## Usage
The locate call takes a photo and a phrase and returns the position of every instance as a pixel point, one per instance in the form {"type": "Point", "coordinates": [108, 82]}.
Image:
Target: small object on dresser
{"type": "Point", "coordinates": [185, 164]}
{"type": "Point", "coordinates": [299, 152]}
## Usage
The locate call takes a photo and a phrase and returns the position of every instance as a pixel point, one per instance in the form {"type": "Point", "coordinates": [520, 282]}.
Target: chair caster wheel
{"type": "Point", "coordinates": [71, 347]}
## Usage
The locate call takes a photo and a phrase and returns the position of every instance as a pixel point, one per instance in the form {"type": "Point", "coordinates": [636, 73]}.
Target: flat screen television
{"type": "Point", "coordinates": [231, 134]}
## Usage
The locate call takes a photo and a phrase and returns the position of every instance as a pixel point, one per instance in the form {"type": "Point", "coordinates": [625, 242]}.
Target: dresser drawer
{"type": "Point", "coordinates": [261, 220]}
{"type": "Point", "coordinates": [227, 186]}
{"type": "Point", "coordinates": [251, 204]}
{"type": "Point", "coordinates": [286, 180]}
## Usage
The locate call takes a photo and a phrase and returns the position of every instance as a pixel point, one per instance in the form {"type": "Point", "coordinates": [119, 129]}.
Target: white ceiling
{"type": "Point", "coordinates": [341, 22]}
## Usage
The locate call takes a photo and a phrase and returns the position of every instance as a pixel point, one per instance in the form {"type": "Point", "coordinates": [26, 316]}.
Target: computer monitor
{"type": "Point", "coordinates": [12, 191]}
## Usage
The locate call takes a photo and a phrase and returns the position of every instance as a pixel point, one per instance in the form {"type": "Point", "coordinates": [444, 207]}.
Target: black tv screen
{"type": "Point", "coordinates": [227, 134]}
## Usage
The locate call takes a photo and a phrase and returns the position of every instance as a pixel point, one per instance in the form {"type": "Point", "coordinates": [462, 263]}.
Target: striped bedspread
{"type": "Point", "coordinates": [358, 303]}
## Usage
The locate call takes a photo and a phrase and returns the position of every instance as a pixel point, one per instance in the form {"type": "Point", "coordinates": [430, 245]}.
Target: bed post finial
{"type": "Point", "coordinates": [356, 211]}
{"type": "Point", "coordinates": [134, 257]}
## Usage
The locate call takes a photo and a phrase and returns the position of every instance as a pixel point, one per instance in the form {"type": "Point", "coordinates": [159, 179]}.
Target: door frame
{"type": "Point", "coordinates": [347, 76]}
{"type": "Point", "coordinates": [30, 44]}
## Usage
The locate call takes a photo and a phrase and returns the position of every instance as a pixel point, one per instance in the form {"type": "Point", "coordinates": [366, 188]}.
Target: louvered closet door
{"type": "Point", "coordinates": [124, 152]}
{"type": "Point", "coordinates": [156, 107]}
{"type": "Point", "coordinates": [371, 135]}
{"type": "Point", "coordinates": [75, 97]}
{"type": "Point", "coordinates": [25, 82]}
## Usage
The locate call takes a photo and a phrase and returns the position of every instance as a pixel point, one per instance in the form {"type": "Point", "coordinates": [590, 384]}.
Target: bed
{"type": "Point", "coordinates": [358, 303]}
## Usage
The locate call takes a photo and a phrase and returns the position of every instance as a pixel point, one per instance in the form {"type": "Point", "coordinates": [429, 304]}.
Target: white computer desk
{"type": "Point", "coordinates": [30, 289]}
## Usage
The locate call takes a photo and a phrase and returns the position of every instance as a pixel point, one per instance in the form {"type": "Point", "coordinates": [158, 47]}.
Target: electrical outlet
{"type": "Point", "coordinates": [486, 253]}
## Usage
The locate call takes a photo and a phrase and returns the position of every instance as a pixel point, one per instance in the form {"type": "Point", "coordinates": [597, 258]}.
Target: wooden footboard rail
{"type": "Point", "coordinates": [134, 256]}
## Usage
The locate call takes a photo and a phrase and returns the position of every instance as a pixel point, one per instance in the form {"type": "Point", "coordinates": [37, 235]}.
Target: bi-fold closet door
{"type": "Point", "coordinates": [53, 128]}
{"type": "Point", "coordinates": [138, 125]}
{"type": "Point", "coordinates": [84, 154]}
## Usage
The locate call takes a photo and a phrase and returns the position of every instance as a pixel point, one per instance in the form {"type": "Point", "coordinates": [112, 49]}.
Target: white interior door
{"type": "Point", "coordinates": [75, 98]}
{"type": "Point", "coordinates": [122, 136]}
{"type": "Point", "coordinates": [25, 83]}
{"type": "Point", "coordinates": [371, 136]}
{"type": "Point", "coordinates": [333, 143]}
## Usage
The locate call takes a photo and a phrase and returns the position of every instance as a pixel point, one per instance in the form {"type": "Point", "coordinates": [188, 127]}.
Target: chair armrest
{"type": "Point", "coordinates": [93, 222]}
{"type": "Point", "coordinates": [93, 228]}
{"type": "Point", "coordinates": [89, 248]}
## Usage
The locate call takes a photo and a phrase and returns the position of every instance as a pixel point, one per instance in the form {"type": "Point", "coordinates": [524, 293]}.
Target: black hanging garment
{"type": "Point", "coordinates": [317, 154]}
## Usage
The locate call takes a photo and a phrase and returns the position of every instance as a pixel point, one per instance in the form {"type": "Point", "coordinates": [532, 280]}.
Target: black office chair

## What the exercise asks
Write out the whole listing exactly.

## Solution below
## Usage
The locate call takes a photo and a phrase and returns the position of every instance as a pixel point, one per instance in the form {"type": "Point", "coordinates": [108, 82]}.
Image:
Target: small object on dresser
{"type": "Point", "coordinates": [185, 164]}
{"type": "Point", "coordinates": [299, 152]}
## Usage
The locate call takes a photo and a phrase and returns the position of every instance as a pixel point, one per instance in the form {"type": "Point", "coordinates": [520, 282]}.
Target: chair caster wheel
{"type": "Point", "coordinates": [71, 347]}
## Usage
The locate call takes a photo and a phrase and returns the position of every instance as a pixel point, one per instance in the form {"type": "Point", "coordinates": [636, 73]}.
Target: flat screen television
{"type": "Point", "coordinates": [231, 134]}
## Usage
The locate call takes a photo and a phrase and returns the position of every instance as a pixel point, one per instance in the form {"type": "Point", "coordinates": [625, 242]}.
Target: dresser drawer
{"type": "Point", "coordinates": [261, 220]}
{"type": "Point", "coordinates": [227, 186]}
{"type": "Point", "coordinates": [251, 204]}
{"type": "Point", "coordinates": [286, 180]}
## Usage
The locate call takes a photo and a phrase and returns the position of every instance as a pixel point, one per instance in the form {"type": "Point", "coordinates": [119, 129]}.
Target: white ceiling
{"type": "Point", "coordinates": [341, 22]}
## Usage
The locate call takes a photo and a phrase and returns the position of every instance as a pixel point, one per instance in the form {"type": "Point", "coordinates": [26, 316]}.
Target: computer monitor
{"type": "Point", "coordinates": [12, 191]}
## Usage
The locate call takes a photo and a phrase and returns the position of every instance as a pixel point, one per instance in the form {"type": "Point", "coordinates": [444, 207]}.
Target: black tv screen
{"type": "Point", "coordinates": [227, 134]}
## Usage
The locate call takes a photo and a phrase and returns the position of every instance as a pixel point, one per instance in the form {"type": "Point", "coordinates": [462, 263]}.
Target: striped bedspread
{"type": "Point", "coordinates": [358, 303]}
## Usage
The locate call takes a photo and a phrase and returns the position of every instance as a pixel point, one per instance in the form {"type": "Point", "coordinates": [430, 245]}.
Target: bed post finial
{"type": "Point", "coordinates": [356, 211]}
{"type": "Point", "coordinates": [134, 257]}
## Usage
The locate call takes a photo and a phrase and returns the position of every instance as a pixel point, one per instance in the form {"type": "Point", "coordinates": [159, 179]}.
Target: door frame
{"type": "Point", "coordinates": [347, 76]}
{"type": "Point", "coordinates": [30, 44]}
## Usage
The locate call takes a photo and a phrase and returns the position of every instance as a pixel point, one per instance in the form {"type": "Point", "coordinates": [366, 188]}.
Target: louvered closet door
{"type": "Point", "coordinates": [124, 152]}
{"type": "Point", "coordinates": [156, 107]}
{"type": "Point", "coordinates": [371, 135]}
{"type": "Point", "coordinates": [75, 97]}
{"type": "Point", "coordinates": [25, 82]}
## Usage
The locate call takes a photo and a phrase and returns the position of every instance as a pixel point, one per instance in the form {"type": "Point", "coordinates": [590, 384]}.
Target: bed
{"type": "Point", "coordinates": [358, 303]}
## Usage
The locate call takes a photo and a phrase and returns the position of every instance as a pixel point, one per instance in the form {"type": "Point", "coordinates": [429, 304]}.
Target: white computer desk
{"type": "Point", "coordinates": [30, 289]}
## Usage
The locate call takes a photo and a phrase and returns the position of every instance as a pixel point, one per instance in the form {"type": "Point", "coordinates": [158, 47]}.
Target: electrical outlet
{"type": "Point", "coordinates": [486, 253]}
## Usage
The locate call takes a photo and a phrase and returns the position of every instance as a pixel point, one per instance in the form {"type": "Point", "coordinates": [597, 258]}.
Target: wooden footboard rail
{"type": "Point", "coordinates": [134, 256]}
## Usage
The locate call takes a photo and a phrase and returns the position of every instance as a pixel point, one per instance in the form {"type": "Point", "coordinates": [37, 235]}.
Target: bi-fold closet door
{"type": "Point", "coordinates": [53, 128]}
{"type": "Point", "coordinates": [138, 125]}
{"type": "Point", "coordinates": [84, 154]}
## Usage
The locate call takes a photo and a phrase and returns the position of every instance as a pixel point, one per instance in the form {"type": "Point", "coordinates": [112, 49]}.
Target: white interior door
{"type": "Point", "coordinates": [75, 98]}
{"type": "Point", "coordinates": [122, 136]}
{"type": "Point", "coordinates": [25, 83]}
{"type": "Point", "coordinates": [371, 136]}
{"type": "Point", "coordinates": [333, 143]}
## Usage
The locate call takes a photo and a phrase and returns the position of every instance as a pixel point, one per instance in the form {"type": "Point", "coordinates": [188, 127]}.
Target: chair armrest
{"type": "Point", "coordinates": [93, 222]}
{"type": "Point", "coordinates": [93, 228]}
{"type": "Point", "coordinates": [89, 248]}
## Usage
The locate call takes a photo and a phrase and returns the position of every instance as a pixel point, one per instance in the form {"type": "Point", "coordinates": [524, 293]}.
Target: black hanging garment
{"type": "Point", "coordinates": [317, 154]}
## Usage
The locate call takes a photo and a phrase and returns the position of every instance as a pixel point, one per instance in the form {"type": "Point", "coordinates": [532, 280]}.
Target: black office chair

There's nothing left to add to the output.